EXERCISE INPUTS:
▼▼▼

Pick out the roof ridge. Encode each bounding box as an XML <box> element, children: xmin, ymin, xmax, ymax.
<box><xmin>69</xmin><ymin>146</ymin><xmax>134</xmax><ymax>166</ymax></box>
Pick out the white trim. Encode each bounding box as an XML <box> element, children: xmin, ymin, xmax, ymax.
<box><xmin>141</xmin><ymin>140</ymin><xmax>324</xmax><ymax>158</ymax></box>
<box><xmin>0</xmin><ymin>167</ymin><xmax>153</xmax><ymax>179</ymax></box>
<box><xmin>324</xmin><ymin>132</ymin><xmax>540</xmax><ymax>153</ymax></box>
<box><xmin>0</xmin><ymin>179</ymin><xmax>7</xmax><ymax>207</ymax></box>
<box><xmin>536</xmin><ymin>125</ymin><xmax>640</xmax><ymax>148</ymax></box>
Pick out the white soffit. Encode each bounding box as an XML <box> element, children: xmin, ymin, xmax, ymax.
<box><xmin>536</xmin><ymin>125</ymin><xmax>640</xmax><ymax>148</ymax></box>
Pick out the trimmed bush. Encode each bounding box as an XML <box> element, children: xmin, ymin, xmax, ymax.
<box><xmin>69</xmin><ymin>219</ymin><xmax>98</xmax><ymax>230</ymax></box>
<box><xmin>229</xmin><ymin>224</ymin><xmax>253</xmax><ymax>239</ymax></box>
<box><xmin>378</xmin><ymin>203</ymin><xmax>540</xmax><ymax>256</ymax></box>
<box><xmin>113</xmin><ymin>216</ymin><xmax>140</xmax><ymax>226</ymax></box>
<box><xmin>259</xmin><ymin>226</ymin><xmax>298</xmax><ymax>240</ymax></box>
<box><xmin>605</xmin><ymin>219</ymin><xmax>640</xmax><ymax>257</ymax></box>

▲▲▲

STATED EXERCISE: Render all of the material above as a JSON array of strings, with one string for each line and any blank lines omitted.

THE RESPONSE:
[
  "Pick out the roof ridge. Encode each bounding box as an XML <box> element, children: xmin, ymin, xmax, ymax.",
  "<box><xmin>69</xmin><ymin>146</ymin><xmax>134</xmax><ymax>166</ymax></box>",
  "Pick out the white trim. Encode each bounding box as an XML <box> element, children: xmin, ymin, xmax, ymax.",
  "<box><xmin>141</xmin><ymin>140</ymin><xmax>324</xmax><ymax>158</ymax></box>",
  "<box><xmin>0</xmin><ymin>167</ymin><xmax>153</xmax><ymax>179</ymax></box>",
  "<box><xmin>324</xmin><ymin>132</ymin><xmax>540</xmax><ymax>153</ymax></box>",
  "<box><xmin>0</xmin><ymin>179</ymin><xmax>7</xmax><ymax>207</ymax></box>",
  "<box><xmin>536</xmin><ymin>125</ymin><xmax>640</xmax><ymax>148</ymax></box>",
  "Pick out the white soffit. Encode each bounding box as an XML <box> element, children: xmin, ymin, xmax, ymax.",
  "<box><xmin>536</xmin><ymin>125</ymin><xmax>640</xmax><ymax>148</ymax></box>",
  "Pick out the trimmed bush. Encode each bounding box as an XML <box> element, children: xmin, ymin, xmax, ymax.",
  "<box><xmin>69</xmin><ymin>219</ymin><xmax>98</xmax><ymax>230</ymax></box>",
  "<box><xmin>229</xmin><ymin>224</ymin><xmax>253</xmax><ymax>239</ymax></box>",
  "<box><xmin>378</xmin><ymin>203</ymin><xmax>540</xmax><ymax>256</ymax></box>",
  "<box><xmin>113</xmin><ymin>216</ymin><xmax>140</xmax><ymax>226</ymax></box>",
  "<box><xmin>259</xmin><ymin>226</ymin><xmax>298</xmax><ymax>240</ymax></box>",
  "<box><xmin>605</xmin><ymin>219</ymin><xmax>640</xmax><ymax>257</ymax></box>"
]